**GIVEN EXERCISE:**
Rewrite the lines below, putting "a single point for each instance" wherever "one point per instance" appears and leaving everything else unchanged.

-- start of DATA SECTION --

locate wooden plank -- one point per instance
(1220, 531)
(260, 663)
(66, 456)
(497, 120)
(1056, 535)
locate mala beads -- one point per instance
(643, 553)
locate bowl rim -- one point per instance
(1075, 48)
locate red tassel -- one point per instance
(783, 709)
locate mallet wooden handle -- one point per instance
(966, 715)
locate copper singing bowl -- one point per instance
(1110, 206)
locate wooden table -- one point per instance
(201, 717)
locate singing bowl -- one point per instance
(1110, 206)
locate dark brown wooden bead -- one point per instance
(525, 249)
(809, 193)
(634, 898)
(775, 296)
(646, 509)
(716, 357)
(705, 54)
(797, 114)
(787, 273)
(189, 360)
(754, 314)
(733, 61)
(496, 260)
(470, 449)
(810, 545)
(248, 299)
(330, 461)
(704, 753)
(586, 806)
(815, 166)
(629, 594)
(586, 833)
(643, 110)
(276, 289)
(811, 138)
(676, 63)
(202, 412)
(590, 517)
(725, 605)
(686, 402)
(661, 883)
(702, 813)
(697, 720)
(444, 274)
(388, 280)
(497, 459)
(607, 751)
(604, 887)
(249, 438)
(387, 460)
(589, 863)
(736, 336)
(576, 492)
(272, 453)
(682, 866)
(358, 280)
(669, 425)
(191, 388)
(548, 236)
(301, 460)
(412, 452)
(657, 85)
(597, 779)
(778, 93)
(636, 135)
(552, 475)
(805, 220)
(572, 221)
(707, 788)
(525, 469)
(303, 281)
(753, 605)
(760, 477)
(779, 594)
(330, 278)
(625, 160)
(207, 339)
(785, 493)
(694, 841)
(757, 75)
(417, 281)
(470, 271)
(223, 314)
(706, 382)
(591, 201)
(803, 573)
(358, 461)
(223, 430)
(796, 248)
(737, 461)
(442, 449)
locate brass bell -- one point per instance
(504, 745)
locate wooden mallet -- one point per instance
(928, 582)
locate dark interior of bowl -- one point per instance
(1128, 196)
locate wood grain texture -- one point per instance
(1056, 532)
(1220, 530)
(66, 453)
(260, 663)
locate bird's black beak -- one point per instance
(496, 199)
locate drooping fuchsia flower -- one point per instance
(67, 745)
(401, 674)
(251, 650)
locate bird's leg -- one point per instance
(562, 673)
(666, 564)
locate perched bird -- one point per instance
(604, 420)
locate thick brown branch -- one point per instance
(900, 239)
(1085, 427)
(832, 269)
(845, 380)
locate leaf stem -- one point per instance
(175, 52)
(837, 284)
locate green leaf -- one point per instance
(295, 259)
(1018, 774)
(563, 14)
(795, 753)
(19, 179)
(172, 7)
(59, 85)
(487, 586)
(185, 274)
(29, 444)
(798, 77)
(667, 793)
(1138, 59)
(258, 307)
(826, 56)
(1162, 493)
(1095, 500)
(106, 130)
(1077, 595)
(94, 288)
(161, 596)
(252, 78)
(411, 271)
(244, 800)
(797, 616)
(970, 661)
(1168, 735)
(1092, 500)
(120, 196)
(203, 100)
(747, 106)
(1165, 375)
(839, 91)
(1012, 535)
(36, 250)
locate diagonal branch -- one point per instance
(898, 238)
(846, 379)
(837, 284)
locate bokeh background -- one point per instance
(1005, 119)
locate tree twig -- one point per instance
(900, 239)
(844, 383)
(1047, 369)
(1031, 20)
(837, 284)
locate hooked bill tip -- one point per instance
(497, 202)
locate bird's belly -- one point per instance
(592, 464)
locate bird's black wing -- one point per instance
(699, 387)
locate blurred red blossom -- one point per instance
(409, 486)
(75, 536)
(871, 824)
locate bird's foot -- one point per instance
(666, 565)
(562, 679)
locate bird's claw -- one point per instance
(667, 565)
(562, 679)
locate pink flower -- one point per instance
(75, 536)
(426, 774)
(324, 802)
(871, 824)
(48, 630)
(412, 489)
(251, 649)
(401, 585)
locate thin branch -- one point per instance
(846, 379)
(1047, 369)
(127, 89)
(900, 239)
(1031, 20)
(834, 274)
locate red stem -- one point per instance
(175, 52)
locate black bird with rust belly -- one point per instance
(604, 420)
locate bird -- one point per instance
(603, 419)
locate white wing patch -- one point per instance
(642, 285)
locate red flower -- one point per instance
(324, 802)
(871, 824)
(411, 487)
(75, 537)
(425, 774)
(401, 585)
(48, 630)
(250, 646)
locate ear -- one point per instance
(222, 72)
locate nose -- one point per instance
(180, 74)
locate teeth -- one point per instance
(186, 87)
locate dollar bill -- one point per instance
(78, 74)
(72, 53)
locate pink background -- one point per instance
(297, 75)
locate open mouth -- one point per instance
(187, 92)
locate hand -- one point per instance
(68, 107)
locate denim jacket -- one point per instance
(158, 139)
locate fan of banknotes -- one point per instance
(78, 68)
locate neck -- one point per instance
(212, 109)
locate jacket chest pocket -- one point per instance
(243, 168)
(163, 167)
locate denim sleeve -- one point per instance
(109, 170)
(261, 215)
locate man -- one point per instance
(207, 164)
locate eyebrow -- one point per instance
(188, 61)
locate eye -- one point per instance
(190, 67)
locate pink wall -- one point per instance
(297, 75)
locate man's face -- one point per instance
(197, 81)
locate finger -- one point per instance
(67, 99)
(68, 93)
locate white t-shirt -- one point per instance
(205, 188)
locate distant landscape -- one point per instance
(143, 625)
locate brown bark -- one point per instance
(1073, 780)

-- end of DATA SECTION --

**SOLUTION:**
locate wooden plank -- a single point for each instance
(1220, 531)
(260, 663)
(66, 456)
(497, 120)
(1056, 535)
locate mala beads -- a single point for each instance
(643, 553)
locate bowl rim -- a single point for each instance
(1075, 48)
locate red tassel -- a single point for each instance
(783, 709)
locate mallet wooden handle -- a single point for each instance
(966, 715)
locate copper singing bowl -- a single point for each instance
(1110, 206)
locate wooden table -- a single point for each instance
(201, 717)
locate singing bowl -- a single point for each instance
(1110, 206)
locate dark brown wooden bead -- a single point for each instance
(525, 249)
(809, 193)
(634, 898)
(775, 296)
(646, 509)
(716, 357)
(705, 54)
(797, 114)
(787, 273)
(189, 360)
(754, 314)
(733, 61)
(496, 260)
(470, 449)
(810, 545)
(248, 299)
(330, 461)
(704, 753)
(586, 806)
(815, 166)
(629, 594)
(586, 833)
(643, 110)
(276, 289)
(811, 138)
(676, 63)
(202, 412)
(590, 517)
(725, 605)
(686, 402)
(661, 883)
(702, 813)
(697, 720)
(444, 274)
(388, 280)
(497, 459)
(607, 751)
(604, 887)
(249, 438)
(387, 460)
(589, 863)
(736, 336)
(576, 492)
(272, 453)
(682, 866)
(358, 280)
(669, 425)
(191, 388)
(548, 236)
(301, 460)
(412, 452)
(657, 85)
(597, 779)
(778, 93)
(636, 135)
(552, 475)
(805, 220)
(572, 221)
(707, 788)
(525, 469)
(303, 281)
(753, 605)
(760, 477)
(779, 594)
(330, 278)
(625, 160)
(207, 339)
(785, 493)
(694, 841)
(757, 75)
(417, 281)
(470, 271)
(223, 314)
(706, 382)
(591, 201)
(803, 573)
(358, 461)
(223, 430)
(796, 248)
(737, 461)
(442, 449)
locate brass bell -- a single point for each instance
(504, 745)
locate wooden mallet -- a single point for each instance
(928, 582)
locate dark interior of bowl -- a single point for each instance
(1128, 196)
locate wood grain texture -- a single point for each instance
(1056, 532)
(1220, 530)
(66, 453)
(260, 663)
locate bird's black beak -- a single point for each instance
(496, 199)
locate drooping fuchsia flower -- a single point for each instance
(67, 745)
(401, 674)
(251, 650)
locate bird's leg -- a single point for each instance
(562, 673)
(666, 564)
locate perched bird -- a single point for each instance
(604, 420)
locate thick brown branch -- a single point for each instance
(900, 239)
(1085, 427)
(832, 269)
(845, 380)
locate leaf stem -- a single point for each instance
(175, 52)
(837, 284)
locate green leaf -- a single point for each instance
(295, 259)
(1018, 774)
(563, 14)
(795, 753)
(19, 179)
(172, 7)
(59, 85)
(487, 586)
(185, 274)
(29, 444)
(798, 77)
(667, 793)
(1138, 59)
(258, 307)
(826, 56)
(1162, 493)
(1095, 500)
(106, 130)
(1077, 595)
(94, 288)
(161, 596)
(252, 78)
(411, 271)
(244, 800)
(797, 616)
(970, 661)
(1168, 735)
(1092, 500)
(120, 196)
(203, 100)
(747, 106)
(1165, 375)
(839, 91)
(1012, 535)
(36, 250)
locate diagonal branch -- a single point for each instance
(898, 238)
(846, 379)
(837, 284)
locate bokeh background -- a single point for each instance
(1005, 119)
locate tree twig -- a single point for each instance
(900, 239)
(844, 383)
(1047, 369)
(1031, 20)
(837, 284)
locate hooked bill tip -- a single point for each instance
(497, 202)
locate bird's belly -- a single point for each instance
(592, 464)
locate bird's black wing -- a single point for each instance
(699, 387)
locate blurred red blossom -- a single point for each instance
(409, 486)
(75, 536)
(871, 824)
locate bird's foot -- a single point for each instance
(666, 565)
(562, 679)
locate bird's claw -- a single point for each instance
(667, 565)
(562, 679)
locate pink flower -- a single point for each instance
(75, 536)
(426, 774)
(324, 802)
(871, 824)
(48, 630)
(412, 489)
(251, 649)
(401, 585)
locate thin branch -- a single point for each instance
(846, 379)
(1047, 369)
(127, 89)
(900, 239)
(1031, 20)
(834, 274)
locate red stem -- a single point for each instance
(175, 52)
locate black bird with rust belly -- a single point for each instance
(604, 420)
locate bird -- a single point for each instance
(603, 419)
locate white wing patch -- a single point for each instance
(642, 285)
locate red flower -- a single point for each instance
(324, 802)
(871, 824)
(411, 487)
(75, 537)
(425, 774)
(401, 585)
(48, 630)
(250, 646)
locate ear -- a single point for each instance
(222, 72)
locate nose -- a single point for each instance
(180, 74)
locate teeth -- a single point for each instance
(186, 87)
locate dollar bill -- a single point for each instance
(78, 74)
(72, 53)
locate pink background -- a single point for each instance
(297, 75)
locate open mouth -- a single point for each instance
(187, 92)
locate hand -- a single point for each instance
(68, 107)
locate denim jacket -- a single point for each instance
(158, 139)
locate fan of banknotes -- a single point for each instance
(78, 68)
locate neck -- a single point for each instance
(212, 109)
locate jacket chest pocket -- a single point for each instance
(243, 168)
(163, 167)
locate denim sleeve -- a single point for each instance
(109, 170)
(261, 215)
locate man -- a single point for each instance
(207, 164)
locate eyebrow -- a single point for each instance
(188, 61)
locate eye -- a single point for each instance
(190, 67)
locate pink wall -- a single point for each instance
(297, 75)
locate man's face -- a single point for each instance
(197, 81)
locate finger -- a single point for each instance
(67, 99)
(68, 93)
locate white t-shirt -- a single point for each instance
(205, 188)
locate distant landscape -- a single point for each instance
(143, 625)
locate brown bark -- a single point for each instance
(1073, 780)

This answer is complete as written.